──────── Entries supplied ────────
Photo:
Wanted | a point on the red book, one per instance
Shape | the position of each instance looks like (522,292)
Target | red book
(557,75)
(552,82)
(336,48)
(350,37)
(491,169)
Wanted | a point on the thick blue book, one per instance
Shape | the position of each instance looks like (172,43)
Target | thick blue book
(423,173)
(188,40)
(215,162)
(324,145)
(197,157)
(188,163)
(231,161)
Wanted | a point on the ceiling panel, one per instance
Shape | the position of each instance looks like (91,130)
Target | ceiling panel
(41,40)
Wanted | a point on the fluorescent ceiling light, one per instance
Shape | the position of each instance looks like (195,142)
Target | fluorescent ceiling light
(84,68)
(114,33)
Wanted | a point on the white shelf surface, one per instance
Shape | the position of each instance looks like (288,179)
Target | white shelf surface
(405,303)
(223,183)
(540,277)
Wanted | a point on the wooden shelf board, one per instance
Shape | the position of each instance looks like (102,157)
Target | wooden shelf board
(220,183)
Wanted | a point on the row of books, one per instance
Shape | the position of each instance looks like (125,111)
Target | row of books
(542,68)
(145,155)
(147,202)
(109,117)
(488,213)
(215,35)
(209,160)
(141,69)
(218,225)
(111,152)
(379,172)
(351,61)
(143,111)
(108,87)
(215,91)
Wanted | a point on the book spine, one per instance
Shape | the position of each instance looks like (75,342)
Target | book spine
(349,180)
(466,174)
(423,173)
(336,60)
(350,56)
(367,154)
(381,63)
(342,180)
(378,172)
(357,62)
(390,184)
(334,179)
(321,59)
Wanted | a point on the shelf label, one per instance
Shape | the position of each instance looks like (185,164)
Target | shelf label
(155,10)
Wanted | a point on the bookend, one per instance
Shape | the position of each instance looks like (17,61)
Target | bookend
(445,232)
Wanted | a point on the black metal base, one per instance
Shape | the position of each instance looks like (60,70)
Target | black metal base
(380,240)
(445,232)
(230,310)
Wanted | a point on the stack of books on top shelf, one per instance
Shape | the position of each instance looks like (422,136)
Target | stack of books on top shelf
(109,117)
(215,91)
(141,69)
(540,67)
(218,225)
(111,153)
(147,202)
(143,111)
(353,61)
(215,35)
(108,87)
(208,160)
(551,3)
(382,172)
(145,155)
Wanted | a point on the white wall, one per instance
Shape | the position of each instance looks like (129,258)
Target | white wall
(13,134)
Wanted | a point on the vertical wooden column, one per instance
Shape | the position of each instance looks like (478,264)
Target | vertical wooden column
────────
What is needed = Rewrite the rows above, replacing every "one per instance" with "one for each instance" and leaving everything else unchanged.

Solved exercise =
Photo:
Wanted | a point on the red book, one for each instance
Shape | the position of each instance looks like (522,292)
Target | red book
(557,75)
(552,82)
(336,48)
(350,37)
(491,169)
Wanted | a point on the thick blue book, one for each instance
Shape | the position of each instance looks like (172,43)
Target | thick blue book
(423,173)
(188,40)
(215,162)
(324,145)
(197,157)
(188,163)
(231,161)
Wanted | a point on the ceiling panel, one for each instance
Shape | the position of each instance looks like (91,130)
Target | ceiling panel
(41,40)
Wanted | a point on the fluorescent ceiling light, one for each instance
Shape | the position of each instance looks like (195,142)
Target | fluorescent ceiling light
(84,68)
(114,33)
Wanted | a point on the white shelf surface, one for each instance
Shape | the position of each instance looks like (288,179)
Target | white shelf surface
(405,303)
(223,183)
(540,277)
Wanted | a point on the wooden shelf board, one for each instance
Shape | the position of each instance looks like (102,157)
Target | wooden shelf board
(220,183)
Wanted | a point on the row of books, one for each instance
Shape | the position of each instance looks like (125,111)
Target | row of books
(542,68)
(145,155)
(147,202)
(109,117)
(488,213)
(215,35)
(209,160)
(141,69)
(218,225)
(111,152)
(379,172)
(351,61)
(143,111)
(108,87)
(215,91)
Wanted | a point on the book spine, one for each instance
Shape | the position of each instance looks like (75,342)
Target | book spine
(349,180)
(466,174)
(423,173)
(336,60)
(350,56)
(367,154)
(381,63)
(342,180)
(378,172)
(357,62)
(390,184)
(334,179)
(321,59)
Wanted | a point on the shelf label, one for each instance
Shape | the position of each instance looks like (185,164)
Target | shelf label
(155,10)
Wanted | a point on the bookend, one for each instance
Shape | the position of each instance looks like (17,61)
Target | bookend
(445,232)
Wanted | a point on the black metal base, one for each instance
Shape | the position of each instance looks like (60,70)
Target | black metal base
(380,240)
(445,232)
(230,310)
Wanted | a point on the stack of books on top shelf, one for each instance
Shape | the position of each instance looks like (422,136)
Target | stack of books on top shelf
(109,117)
(215,91)
(141,69)
(540,67)
(218,225)
(111,153)
(147,202)
(143,111)
(353,61)
(215,35)
(108,87)
(208,160)
(551,3)
(382,172)
(145,155)
Wanted | a point on the white wall, one for each instance
Shape | the position of each instance looks like (129,258)
Target | white wall
(13,134)
Wanted | a point on the vertical wooden column, one for each instance
Shape | the position of each instance looks like (478,264)
Target | vertical wooden column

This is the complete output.